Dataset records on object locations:
══════════════════════════════

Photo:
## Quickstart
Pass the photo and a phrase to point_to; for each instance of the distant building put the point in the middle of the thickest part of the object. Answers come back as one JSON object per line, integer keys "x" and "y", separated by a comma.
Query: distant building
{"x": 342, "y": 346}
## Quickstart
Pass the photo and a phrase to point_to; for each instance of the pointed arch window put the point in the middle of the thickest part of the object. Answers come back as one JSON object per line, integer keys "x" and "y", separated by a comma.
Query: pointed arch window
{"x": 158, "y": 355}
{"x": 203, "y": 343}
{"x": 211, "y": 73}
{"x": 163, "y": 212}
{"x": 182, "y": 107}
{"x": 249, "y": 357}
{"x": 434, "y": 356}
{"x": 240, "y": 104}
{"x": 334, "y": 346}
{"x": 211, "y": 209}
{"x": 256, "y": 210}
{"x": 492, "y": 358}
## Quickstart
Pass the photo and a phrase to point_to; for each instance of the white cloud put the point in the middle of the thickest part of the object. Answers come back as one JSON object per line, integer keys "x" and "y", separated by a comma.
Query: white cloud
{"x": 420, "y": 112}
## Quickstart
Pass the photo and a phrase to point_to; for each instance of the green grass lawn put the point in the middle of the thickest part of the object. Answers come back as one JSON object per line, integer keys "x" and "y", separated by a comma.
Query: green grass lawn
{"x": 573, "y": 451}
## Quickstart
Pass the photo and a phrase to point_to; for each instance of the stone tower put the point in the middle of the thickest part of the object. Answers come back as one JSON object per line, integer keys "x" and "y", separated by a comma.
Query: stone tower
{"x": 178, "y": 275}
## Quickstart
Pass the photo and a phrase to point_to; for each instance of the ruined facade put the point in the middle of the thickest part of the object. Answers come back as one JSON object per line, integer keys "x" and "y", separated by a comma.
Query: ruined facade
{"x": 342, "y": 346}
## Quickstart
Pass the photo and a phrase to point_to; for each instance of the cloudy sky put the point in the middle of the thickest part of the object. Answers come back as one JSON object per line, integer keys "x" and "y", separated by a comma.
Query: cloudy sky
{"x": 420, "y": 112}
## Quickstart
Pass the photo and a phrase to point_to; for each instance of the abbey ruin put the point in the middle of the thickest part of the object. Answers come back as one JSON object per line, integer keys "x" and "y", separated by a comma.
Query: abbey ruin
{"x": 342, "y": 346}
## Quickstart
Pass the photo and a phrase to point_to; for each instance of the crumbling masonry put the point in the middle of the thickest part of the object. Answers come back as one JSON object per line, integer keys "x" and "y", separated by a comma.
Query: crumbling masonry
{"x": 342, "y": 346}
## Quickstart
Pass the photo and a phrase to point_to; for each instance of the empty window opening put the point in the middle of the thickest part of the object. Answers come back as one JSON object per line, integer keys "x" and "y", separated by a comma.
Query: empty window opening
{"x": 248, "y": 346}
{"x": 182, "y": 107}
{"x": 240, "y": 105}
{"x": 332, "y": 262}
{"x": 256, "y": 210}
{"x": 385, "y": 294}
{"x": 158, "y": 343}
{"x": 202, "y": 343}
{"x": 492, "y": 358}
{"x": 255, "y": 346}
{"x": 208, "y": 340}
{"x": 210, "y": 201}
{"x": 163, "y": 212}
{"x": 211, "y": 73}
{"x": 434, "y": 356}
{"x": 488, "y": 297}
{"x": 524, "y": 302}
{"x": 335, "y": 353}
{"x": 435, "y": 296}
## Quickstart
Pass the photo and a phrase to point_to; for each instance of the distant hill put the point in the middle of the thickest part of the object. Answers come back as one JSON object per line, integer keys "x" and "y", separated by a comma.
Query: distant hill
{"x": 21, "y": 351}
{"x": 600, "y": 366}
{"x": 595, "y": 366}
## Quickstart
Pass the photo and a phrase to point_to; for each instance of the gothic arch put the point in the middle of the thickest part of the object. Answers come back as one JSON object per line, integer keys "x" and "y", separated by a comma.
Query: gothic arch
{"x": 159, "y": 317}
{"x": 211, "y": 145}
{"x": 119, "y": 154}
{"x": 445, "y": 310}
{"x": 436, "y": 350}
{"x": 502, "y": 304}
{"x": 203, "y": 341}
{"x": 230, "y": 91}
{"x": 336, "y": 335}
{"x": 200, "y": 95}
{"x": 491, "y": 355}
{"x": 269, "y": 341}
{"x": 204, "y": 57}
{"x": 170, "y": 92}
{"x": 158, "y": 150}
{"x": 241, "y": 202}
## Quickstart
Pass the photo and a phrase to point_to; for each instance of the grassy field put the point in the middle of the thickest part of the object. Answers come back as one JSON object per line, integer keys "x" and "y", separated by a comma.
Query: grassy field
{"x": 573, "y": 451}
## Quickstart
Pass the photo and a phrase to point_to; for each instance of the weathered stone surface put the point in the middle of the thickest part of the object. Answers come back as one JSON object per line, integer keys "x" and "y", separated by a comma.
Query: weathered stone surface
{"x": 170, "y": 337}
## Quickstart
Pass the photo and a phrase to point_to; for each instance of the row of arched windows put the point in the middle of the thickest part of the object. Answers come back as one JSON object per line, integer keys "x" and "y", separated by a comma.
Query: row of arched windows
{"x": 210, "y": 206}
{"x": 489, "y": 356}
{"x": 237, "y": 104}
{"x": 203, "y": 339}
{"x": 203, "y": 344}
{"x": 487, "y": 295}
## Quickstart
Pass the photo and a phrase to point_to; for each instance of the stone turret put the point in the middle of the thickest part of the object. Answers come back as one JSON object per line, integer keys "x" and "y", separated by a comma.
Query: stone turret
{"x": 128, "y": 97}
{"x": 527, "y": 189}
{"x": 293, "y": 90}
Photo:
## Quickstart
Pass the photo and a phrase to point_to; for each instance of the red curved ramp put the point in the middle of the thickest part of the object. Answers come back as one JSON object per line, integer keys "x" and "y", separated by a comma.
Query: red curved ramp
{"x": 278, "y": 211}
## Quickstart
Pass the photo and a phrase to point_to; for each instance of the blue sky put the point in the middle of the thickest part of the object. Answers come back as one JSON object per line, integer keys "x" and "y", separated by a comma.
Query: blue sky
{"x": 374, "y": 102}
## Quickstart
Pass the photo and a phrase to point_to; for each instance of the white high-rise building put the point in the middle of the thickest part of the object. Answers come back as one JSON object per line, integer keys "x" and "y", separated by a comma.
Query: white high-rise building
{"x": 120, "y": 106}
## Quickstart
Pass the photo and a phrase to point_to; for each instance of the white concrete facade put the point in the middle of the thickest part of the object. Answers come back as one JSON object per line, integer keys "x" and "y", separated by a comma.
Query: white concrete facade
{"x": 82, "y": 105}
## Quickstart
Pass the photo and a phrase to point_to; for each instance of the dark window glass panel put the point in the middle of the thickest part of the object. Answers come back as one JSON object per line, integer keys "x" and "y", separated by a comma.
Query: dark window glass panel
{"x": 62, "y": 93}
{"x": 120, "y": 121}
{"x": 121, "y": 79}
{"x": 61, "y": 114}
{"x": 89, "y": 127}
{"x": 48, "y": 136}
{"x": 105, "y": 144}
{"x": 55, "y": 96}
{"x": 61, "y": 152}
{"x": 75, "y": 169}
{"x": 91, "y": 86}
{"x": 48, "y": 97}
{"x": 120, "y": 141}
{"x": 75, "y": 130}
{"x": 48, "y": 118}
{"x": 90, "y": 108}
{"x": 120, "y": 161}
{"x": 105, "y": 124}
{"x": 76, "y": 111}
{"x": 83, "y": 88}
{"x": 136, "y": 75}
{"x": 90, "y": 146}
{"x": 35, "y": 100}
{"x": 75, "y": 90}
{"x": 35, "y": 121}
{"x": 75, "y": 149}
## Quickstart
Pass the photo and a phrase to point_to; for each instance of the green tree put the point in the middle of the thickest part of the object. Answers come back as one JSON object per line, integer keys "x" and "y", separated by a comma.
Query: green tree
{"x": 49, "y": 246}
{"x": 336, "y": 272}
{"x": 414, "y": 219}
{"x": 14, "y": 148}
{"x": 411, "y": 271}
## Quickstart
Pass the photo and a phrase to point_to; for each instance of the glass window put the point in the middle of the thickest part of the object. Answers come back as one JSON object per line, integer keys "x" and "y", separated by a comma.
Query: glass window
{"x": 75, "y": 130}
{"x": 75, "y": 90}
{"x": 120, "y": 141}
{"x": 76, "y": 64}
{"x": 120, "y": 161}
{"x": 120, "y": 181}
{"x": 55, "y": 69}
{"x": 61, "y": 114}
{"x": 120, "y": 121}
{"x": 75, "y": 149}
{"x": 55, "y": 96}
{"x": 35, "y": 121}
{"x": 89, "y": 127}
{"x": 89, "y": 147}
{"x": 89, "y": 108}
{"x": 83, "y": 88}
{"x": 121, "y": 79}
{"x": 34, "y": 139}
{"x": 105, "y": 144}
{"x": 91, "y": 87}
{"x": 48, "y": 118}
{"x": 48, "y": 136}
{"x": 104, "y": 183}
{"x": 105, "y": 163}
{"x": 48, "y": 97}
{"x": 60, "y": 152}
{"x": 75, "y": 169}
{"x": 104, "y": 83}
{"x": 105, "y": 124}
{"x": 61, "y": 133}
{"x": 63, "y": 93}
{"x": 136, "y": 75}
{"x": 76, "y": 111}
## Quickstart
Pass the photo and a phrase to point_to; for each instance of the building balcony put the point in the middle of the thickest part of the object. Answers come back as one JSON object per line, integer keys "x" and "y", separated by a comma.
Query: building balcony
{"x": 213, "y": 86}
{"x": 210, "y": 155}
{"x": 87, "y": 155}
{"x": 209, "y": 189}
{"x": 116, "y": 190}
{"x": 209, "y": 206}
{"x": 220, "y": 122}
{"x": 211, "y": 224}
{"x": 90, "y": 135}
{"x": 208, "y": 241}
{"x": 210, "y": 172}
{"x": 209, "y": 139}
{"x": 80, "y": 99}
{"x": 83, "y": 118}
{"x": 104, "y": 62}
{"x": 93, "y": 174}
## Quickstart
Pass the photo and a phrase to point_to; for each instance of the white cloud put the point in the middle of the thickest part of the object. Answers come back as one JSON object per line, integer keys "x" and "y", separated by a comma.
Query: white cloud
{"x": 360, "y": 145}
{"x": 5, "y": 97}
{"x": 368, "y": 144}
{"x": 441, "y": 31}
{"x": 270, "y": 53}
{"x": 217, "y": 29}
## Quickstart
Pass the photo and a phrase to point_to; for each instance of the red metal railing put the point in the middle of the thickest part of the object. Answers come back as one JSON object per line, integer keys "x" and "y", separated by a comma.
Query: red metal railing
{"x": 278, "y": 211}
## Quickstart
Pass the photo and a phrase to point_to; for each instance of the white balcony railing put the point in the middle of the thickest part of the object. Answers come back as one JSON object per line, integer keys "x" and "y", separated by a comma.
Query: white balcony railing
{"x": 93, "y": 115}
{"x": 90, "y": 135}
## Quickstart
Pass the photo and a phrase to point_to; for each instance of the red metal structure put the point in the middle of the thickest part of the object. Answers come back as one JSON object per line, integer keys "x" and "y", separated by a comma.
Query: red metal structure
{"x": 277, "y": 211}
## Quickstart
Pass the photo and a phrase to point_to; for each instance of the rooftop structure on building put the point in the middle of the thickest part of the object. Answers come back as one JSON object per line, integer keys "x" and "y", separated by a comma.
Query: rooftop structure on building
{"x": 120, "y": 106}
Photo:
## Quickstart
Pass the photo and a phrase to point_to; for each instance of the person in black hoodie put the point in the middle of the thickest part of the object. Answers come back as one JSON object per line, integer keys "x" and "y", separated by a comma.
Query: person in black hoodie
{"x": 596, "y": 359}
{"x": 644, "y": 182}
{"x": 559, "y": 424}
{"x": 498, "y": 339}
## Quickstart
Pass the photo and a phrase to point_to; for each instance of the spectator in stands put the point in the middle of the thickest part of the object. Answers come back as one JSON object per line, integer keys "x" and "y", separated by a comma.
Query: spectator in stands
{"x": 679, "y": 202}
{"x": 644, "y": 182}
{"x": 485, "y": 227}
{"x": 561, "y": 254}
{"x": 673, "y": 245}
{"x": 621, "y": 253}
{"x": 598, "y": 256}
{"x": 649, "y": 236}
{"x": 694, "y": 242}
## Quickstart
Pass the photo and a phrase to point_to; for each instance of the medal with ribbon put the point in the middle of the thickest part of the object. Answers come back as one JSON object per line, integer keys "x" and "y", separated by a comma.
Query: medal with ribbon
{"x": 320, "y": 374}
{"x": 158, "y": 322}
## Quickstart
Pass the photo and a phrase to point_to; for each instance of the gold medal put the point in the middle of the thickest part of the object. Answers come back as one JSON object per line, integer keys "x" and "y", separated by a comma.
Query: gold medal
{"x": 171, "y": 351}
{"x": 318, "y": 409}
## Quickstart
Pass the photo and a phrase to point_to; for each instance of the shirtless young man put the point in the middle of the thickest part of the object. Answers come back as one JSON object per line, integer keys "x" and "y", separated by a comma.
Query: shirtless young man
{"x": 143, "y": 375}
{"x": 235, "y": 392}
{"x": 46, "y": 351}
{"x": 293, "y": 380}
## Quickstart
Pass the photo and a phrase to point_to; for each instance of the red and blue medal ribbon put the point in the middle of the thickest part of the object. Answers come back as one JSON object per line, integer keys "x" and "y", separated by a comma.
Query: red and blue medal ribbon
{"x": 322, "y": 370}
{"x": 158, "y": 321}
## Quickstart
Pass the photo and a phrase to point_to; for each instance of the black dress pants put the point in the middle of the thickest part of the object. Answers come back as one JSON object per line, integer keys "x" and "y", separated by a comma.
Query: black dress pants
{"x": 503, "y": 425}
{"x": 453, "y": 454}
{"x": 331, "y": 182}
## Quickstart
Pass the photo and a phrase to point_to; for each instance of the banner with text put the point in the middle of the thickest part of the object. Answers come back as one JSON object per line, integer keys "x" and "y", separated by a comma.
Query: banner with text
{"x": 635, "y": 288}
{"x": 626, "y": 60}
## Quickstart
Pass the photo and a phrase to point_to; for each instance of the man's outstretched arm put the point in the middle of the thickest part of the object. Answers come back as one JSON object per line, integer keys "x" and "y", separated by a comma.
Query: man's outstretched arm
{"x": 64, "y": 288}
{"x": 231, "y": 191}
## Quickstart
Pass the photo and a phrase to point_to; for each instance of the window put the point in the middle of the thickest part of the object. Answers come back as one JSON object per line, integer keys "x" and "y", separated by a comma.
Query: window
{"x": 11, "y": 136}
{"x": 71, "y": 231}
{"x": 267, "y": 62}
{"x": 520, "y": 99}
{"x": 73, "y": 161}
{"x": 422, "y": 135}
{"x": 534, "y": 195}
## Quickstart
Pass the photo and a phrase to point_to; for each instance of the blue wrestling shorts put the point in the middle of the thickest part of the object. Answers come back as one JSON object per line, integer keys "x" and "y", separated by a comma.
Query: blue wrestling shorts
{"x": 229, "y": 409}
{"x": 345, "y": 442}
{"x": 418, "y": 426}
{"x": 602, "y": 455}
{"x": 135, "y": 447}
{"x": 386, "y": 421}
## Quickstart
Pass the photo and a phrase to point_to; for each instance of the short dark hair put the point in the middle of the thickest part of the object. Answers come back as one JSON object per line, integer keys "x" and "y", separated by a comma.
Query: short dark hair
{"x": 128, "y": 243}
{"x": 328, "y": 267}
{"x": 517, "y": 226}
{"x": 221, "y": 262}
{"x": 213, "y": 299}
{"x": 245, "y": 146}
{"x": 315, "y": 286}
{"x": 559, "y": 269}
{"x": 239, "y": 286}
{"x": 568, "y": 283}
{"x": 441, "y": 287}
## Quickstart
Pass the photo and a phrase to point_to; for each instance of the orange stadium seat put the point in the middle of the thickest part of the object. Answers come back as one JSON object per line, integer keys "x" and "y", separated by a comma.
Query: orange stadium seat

══════════════════════════════

Please locate each line above that contains the word "orange" and copy those lines in full. Case counts when matching.

Pass the photo and a phrase to point_to; for each instance of the orange stadium seat put the point in the middle of the thickest part of the object. Answers come back as one JSON object per line, integer keys "x" and "y", separated by a comma.
Query: orange stadium seat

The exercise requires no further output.